--- Zadania do wykonania ---
1) Ustal, czy każde z poniższych stwierdzeń zgadza się z tekstem o parkowaniu, i uzasadnij odpowiedź dosłownym cytatem.
(a) W grudniu wejherowscy strażnicy miejscy najczęściej interweniowali z powodu parkowania na pasie zieleni.
(b) Jeden z kierowców zablokował wejście na przejście dla pieszych.
(c) Strażnicy miejscy publikują fotografie bezmyślnie zaparkowanych samochodów.
2) Zwróć bez żadnych zmian fragment tekstu o parkowaniu od słów "Pozostawiają swoje auta" aż po słowa "bezmyślnie zaparkowanych samochodów.".
3) Odpowiedz krótko na pytania dotyczące tekstu o parkowaniu.
(a) Ile miejsca na chodniku należy pozostawić pieszym?
(b) Gdzie znalazł sobie miejsce kierowca widoczny na jednym ze zdjęć?
(c) Kto publikuje fotografie źle zaparkowanych samochodów?

--- Podany tekst ---
Pozostawiają swoje auta wszędzie tam, gdzie tylko się da. „Mistrzów” parkowania piętnują strażnicy miejscy i publikują fotografie bezmyślnie zaparkowanych samochodów.
Na jednym ze zdjęć widać, że kierowca znalazł sobie miejsce na pasie zieleni wyznaczonym pomiędzy dwoma miejscami dla inwalidów. Inny „mistrz parkowania” zaparkował na całej szerokości chodnika, a kolejny zablokował wejście na przejście dla pieszych.
W grudniu wejherowscy strażnicy miejscy najczęściej interweniowali w przypadku zastawiania chodników i niepozostawiania pieszym wymaganego 1,5 m. Kierowcy też ignorują znaki zakazu i parkują tam, gdzie jest to zabronione.

--- Wiersze ---
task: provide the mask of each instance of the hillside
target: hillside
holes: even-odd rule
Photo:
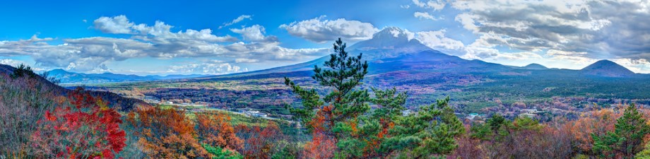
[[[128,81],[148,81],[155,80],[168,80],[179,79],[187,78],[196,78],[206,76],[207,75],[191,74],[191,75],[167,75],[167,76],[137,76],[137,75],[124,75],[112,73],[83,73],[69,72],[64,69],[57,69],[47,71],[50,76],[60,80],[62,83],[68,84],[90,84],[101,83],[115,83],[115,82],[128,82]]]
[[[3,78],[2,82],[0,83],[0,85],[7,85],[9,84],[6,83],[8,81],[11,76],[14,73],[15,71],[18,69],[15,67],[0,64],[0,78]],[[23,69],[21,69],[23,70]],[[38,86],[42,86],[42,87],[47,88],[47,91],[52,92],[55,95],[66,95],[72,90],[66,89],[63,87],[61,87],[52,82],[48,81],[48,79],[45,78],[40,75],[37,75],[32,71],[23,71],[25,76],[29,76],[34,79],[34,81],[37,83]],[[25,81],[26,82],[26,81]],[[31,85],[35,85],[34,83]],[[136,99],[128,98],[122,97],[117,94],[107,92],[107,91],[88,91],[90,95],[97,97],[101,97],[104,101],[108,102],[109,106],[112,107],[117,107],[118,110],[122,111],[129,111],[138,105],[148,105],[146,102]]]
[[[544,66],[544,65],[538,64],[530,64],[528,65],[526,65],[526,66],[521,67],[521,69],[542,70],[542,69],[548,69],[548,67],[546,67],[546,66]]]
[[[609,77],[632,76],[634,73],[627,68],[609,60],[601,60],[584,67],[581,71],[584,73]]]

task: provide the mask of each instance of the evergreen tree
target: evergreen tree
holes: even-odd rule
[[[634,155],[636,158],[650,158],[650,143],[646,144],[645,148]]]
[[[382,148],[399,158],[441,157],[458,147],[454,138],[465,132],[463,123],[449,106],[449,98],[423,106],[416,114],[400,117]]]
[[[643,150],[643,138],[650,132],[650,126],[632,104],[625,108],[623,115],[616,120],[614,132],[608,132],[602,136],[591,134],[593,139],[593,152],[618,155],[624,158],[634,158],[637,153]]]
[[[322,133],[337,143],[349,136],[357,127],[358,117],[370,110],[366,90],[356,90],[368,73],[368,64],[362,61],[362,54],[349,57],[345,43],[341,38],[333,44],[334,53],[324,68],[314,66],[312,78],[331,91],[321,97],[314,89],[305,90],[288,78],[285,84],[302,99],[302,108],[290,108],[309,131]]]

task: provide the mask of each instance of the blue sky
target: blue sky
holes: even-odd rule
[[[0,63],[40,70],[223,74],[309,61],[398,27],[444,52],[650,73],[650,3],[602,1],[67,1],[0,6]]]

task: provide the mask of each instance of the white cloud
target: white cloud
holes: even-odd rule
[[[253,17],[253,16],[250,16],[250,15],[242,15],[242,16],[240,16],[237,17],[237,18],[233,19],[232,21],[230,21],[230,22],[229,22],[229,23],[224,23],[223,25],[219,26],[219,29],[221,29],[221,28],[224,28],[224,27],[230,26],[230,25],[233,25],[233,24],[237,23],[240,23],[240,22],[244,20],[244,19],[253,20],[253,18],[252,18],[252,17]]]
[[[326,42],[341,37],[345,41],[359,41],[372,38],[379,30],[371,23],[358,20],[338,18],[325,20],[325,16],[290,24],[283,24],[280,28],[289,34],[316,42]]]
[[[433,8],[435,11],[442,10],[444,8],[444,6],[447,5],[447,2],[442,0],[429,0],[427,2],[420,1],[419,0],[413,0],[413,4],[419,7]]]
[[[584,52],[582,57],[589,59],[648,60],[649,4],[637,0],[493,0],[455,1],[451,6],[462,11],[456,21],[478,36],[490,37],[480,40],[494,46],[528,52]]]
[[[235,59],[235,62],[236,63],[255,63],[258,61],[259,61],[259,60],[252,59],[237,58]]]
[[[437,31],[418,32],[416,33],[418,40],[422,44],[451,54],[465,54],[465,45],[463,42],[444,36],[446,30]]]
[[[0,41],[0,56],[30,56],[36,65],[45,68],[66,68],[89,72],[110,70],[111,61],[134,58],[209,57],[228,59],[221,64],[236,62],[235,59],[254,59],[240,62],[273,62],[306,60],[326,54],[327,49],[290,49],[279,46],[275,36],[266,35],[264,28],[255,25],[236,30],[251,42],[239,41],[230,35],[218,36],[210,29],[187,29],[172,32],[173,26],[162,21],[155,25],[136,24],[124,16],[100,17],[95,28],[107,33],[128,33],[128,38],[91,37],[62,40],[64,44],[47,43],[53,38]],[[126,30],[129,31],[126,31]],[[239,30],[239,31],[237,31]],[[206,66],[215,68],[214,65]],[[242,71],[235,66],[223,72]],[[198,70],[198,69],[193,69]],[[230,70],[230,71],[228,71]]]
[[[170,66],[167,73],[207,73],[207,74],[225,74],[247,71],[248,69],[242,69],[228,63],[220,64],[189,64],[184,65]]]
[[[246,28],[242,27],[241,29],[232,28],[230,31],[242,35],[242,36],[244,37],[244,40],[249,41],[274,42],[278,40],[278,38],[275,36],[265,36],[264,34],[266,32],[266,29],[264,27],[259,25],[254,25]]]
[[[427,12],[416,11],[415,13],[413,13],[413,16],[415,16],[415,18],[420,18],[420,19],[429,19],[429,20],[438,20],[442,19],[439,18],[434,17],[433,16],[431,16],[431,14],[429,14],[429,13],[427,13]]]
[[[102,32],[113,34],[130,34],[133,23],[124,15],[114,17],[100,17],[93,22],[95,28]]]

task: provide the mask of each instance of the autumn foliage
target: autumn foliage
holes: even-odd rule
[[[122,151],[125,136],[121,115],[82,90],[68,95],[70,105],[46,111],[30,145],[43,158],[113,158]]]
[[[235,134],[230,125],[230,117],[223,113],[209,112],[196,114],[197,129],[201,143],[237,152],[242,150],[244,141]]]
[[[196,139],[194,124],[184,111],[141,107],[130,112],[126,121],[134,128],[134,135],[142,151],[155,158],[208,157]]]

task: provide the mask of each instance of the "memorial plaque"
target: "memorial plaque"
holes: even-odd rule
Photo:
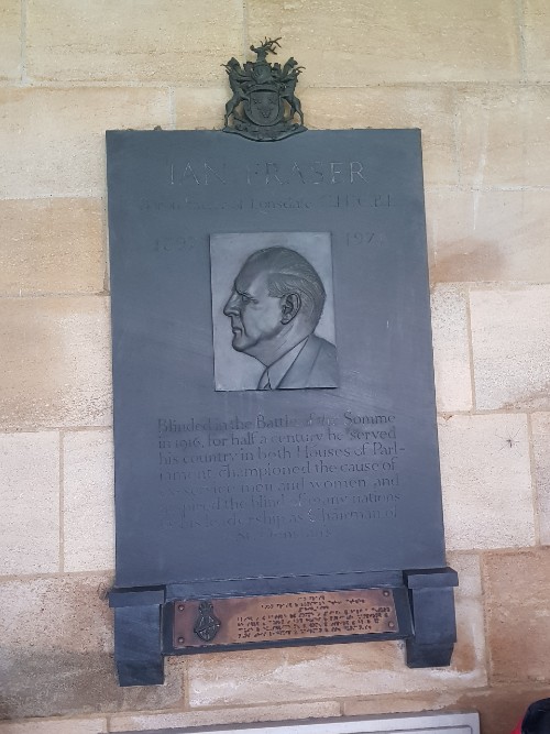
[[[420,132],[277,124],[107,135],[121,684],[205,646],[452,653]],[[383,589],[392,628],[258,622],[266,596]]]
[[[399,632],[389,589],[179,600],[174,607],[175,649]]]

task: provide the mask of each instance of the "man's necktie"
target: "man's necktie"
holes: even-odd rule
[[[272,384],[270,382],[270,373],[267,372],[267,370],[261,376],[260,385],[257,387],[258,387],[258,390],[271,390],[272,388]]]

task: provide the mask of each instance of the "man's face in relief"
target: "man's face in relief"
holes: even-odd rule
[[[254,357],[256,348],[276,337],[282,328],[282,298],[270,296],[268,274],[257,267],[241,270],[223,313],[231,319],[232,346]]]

--- Rozwiązania zadań ---
1)
(a) Nie: „W grudniu wejherowscy strażnicy miejscy najczęściej interweniowali w przypadku zastawiania chodników i niepozostawiania pieszym wymaganego 1,5 m”.
(b) Tak: „a kolejny zablokował wejście na przejście dla pieszych”.
(c) Tak: „publikują fotografie bezmyślnie zaparkowanych samochodów”.

2)
Pozostawiają swoje auta wszędzie tam, gdzie tylko się da. „Mistrzów” parkowania piętnują strażnicy miejscy i publikują fotografie bezmyślnie zaparkowanych samochodów.

3)
(a) 1,5 m.
(b) Na pasie zieleni wyznaczonym pomiędzy dwoma miejscami dla inwalidów.
(c) Strażnicy miejscy.